Work request: Reproduce the entries exactly, beginning with the line containing "If you would be willing to tag the basketball" and ending with their last line, both included.

━━━━━━━━━━━━━━━━━━━━

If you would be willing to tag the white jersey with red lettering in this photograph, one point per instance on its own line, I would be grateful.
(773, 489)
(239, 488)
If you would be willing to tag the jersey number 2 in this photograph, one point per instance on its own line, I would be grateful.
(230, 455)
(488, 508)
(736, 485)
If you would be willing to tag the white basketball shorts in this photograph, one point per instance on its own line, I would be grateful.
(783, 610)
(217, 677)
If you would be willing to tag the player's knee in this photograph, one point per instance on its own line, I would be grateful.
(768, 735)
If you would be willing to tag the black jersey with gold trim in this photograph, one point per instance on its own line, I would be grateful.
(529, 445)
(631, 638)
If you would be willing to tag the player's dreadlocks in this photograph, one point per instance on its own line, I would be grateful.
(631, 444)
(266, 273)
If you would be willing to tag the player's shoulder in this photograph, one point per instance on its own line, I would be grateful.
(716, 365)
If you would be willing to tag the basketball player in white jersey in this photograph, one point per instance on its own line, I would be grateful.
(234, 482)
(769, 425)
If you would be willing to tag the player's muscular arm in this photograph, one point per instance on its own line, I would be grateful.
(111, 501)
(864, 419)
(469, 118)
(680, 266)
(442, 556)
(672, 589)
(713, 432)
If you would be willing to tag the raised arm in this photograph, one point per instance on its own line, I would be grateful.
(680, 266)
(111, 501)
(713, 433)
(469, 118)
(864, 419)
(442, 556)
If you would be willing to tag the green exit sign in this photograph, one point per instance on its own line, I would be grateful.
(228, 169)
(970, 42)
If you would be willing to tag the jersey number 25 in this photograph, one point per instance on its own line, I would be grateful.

━━━━━━━━━━━━━━━━━━━━

Result for this exercise:
If you would be willing to tag the basketball player in white jersey in this photograph, one point per instance on its own line, I would be grateful.
(234, 482)
(769, 425)
If you would be willing to tag the player's muscular arm in this photograph, one point per instance on its own line, I would be grateful.
(111, 501)
(864, 419)
(469, 118)
(680, 266)
(442, 556)
(672, 589)
(713, 432)
If you would be willing to tag the raised arm in this photograph, one point per instance on its own line, I would be grateful.
(680, 266)
(111, 501)
(713, 433)
(469, 118)
(864, 419)
(442, 556)
If you would be willing to tag the green exit sign in this photograph, one point per instance on its own line, I would be grateful.
(228, 169)
(970, 42)
If you would be willing to tag the jersey number 25 in this photograph, one point per instance on its own line, I would be grateful.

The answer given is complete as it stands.